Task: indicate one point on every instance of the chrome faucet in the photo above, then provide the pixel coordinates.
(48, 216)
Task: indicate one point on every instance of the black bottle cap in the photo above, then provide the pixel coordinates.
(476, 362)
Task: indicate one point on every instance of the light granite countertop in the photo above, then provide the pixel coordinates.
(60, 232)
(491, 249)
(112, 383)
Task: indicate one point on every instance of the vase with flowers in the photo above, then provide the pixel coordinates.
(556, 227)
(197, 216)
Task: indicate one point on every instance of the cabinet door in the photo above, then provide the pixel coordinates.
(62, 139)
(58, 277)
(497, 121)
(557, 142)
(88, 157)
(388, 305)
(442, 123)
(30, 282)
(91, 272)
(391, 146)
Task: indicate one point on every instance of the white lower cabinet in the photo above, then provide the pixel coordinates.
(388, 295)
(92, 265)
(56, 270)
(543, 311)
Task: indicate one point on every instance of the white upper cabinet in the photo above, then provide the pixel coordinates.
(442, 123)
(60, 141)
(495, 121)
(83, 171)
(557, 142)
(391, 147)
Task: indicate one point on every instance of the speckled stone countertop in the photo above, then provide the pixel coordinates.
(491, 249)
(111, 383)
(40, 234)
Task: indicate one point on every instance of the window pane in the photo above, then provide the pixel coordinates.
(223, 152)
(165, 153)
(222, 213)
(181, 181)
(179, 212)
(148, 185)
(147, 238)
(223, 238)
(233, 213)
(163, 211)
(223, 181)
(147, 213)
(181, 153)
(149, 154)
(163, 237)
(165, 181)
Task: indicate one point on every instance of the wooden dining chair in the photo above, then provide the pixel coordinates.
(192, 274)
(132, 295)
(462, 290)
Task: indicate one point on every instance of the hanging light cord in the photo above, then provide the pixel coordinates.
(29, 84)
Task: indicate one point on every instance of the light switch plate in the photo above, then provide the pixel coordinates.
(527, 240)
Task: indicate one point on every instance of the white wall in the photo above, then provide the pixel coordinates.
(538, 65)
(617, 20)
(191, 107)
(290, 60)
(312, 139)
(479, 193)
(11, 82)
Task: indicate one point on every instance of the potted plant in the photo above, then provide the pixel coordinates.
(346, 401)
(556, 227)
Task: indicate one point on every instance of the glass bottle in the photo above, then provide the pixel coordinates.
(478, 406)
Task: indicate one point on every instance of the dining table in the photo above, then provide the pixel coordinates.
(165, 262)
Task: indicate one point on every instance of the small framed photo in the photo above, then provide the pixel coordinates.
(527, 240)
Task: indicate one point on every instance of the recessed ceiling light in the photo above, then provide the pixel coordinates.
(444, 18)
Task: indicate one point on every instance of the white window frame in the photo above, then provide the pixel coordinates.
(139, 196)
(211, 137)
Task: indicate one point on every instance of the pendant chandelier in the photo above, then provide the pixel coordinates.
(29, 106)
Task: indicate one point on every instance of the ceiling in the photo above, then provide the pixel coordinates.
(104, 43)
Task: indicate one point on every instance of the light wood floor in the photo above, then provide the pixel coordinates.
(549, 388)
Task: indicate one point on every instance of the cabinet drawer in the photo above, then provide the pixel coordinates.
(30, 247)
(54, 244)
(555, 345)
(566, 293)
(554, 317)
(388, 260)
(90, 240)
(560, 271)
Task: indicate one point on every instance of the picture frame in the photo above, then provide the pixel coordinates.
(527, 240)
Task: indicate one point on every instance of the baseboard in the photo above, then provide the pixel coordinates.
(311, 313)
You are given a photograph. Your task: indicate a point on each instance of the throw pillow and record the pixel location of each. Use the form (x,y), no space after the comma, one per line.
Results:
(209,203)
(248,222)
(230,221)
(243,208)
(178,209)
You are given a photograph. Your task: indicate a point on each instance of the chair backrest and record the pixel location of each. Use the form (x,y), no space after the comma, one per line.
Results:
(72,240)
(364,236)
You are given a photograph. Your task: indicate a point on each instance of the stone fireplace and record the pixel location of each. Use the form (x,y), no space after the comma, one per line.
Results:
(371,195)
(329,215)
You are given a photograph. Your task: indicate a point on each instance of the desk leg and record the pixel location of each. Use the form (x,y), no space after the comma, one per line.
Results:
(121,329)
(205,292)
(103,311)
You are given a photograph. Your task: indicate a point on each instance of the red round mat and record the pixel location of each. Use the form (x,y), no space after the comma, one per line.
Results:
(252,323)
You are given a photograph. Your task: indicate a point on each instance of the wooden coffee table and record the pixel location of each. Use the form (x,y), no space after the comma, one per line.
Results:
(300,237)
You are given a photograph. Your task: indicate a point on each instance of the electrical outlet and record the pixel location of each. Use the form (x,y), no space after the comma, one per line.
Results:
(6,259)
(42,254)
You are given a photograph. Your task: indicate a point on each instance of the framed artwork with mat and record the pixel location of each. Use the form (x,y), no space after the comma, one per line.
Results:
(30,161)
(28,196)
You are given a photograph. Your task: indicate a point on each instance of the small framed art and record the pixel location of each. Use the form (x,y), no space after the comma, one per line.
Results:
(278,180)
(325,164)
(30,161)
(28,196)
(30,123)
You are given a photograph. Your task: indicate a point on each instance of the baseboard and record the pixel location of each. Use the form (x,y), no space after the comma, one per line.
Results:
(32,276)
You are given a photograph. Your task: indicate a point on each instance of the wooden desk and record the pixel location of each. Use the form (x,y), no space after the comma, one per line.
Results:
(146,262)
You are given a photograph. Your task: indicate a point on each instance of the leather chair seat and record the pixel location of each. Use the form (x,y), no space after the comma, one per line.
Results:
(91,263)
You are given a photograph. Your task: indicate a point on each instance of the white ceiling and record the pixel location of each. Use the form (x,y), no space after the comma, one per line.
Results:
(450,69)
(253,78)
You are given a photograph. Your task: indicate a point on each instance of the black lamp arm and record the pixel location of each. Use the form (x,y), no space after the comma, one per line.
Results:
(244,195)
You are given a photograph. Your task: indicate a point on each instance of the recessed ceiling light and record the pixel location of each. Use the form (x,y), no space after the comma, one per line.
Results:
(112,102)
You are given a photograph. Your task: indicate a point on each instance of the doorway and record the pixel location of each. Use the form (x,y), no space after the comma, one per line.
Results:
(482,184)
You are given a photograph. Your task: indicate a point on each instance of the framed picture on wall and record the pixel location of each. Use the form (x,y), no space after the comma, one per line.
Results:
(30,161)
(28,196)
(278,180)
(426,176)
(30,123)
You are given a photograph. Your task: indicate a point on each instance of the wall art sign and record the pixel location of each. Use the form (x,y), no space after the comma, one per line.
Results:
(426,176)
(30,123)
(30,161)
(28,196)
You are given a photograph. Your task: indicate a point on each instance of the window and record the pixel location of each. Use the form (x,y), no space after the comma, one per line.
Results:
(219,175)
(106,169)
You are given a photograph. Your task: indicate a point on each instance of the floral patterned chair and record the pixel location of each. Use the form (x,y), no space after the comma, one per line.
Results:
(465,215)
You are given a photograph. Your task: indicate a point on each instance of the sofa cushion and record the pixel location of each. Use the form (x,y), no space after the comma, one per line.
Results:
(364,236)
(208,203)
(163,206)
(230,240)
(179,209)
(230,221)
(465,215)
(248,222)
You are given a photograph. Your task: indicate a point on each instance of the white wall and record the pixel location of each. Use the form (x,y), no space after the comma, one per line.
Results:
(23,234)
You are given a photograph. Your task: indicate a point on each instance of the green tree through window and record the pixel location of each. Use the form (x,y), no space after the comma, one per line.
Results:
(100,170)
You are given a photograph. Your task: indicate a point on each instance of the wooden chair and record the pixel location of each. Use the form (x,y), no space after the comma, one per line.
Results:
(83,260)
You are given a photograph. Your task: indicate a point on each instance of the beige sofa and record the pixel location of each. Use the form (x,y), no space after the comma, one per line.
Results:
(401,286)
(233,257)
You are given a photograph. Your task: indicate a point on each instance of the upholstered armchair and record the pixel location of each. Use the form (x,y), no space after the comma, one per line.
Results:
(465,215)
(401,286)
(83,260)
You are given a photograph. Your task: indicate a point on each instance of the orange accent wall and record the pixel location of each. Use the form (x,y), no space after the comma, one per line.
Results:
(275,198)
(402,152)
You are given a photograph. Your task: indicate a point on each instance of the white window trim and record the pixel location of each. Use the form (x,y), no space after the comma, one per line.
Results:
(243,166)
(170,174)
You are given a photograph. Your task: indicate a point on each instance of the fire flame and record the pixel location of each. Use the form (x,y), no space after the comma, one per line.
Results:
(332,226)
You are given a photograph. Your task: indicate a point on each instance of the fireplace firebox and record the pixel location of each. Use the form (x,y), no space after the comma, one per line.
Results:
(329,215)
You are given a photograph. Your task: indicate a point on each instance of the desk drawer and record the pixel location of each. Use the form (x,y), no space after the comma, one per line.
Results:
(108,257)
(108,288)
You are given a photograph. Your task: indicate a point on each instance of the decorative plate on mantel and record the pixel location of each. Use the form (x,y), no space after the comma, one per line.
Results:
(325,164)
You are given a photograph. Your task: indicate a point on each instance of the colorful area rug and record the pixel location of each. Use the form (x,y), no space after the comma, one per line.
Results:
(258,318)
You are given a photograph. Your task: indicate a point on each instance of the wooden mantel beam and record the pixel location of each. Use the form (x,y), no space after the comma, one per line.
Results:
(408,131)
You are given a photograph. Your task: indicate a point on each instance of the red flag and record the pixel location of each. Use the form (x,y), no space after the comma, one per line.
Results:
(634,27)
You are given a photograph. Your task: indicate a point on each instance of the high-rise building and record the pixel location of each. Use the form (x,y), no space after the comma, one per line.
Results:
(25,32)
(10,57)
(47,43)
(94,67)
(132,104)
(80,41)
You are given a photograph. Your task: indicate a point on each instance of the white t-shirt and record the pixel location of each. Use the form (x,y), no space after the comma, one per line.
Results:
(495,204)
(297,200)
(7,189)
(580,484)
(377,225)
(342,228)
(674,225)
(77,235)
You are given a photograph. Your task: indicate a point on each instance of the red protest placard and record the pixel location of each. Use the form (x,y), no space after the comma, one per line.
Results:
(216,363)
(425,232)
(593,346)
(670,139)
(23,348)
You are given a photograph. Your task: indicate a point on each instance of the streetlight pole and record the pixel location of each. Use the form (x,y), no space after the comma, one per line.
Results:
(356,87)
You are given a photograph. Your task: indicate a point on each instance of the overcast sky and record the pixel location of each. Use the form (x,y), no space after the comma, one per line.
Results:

---+---

▶ **Aim of the task**
Print from the line containing "of the high-rise" to the last line above, exactly as written.

▶ **Full solution**
You are given a photograph. Your task: indicate a point on each instance of the high-rise building and record the pixel location of each. Use the form (x,y), no space after the comma, one per line.
Results:
(25,32)
(10,57)
(47,43)
(94,67)
(132,104)
(80,41)
You are given a photograph. Your task: indicate a point on each instance of the white t-shirt and record the pixel location of each. Use the form (x,y), no space after the comma, one per line.
Results:
(495,204)
(297,200)
(7,189)
(580,484)
(377,225)
(342,228)
(674,225)
(77,235)
You are given a photograph. Your task: indicate a point on each instance of the red protest placard and record the pixel location of each. Use the form (x,y), no space after the comma, one per line.
Results:
(216,363)
(425,232)
(593,346)
(670,139)
(23,348)
You are given a photograph. Your task: indicate a point on each instance of the streetlight pole and record the pixel location of each. Use the form (x,y), no space after the comma, one per line.
Results:
(356,87)
You are given a photograph. Your task: indicate a point on each instance of the overcast sky and record the pixel location of each. Use the form (x,y), no space after the comma, one per line.
Results:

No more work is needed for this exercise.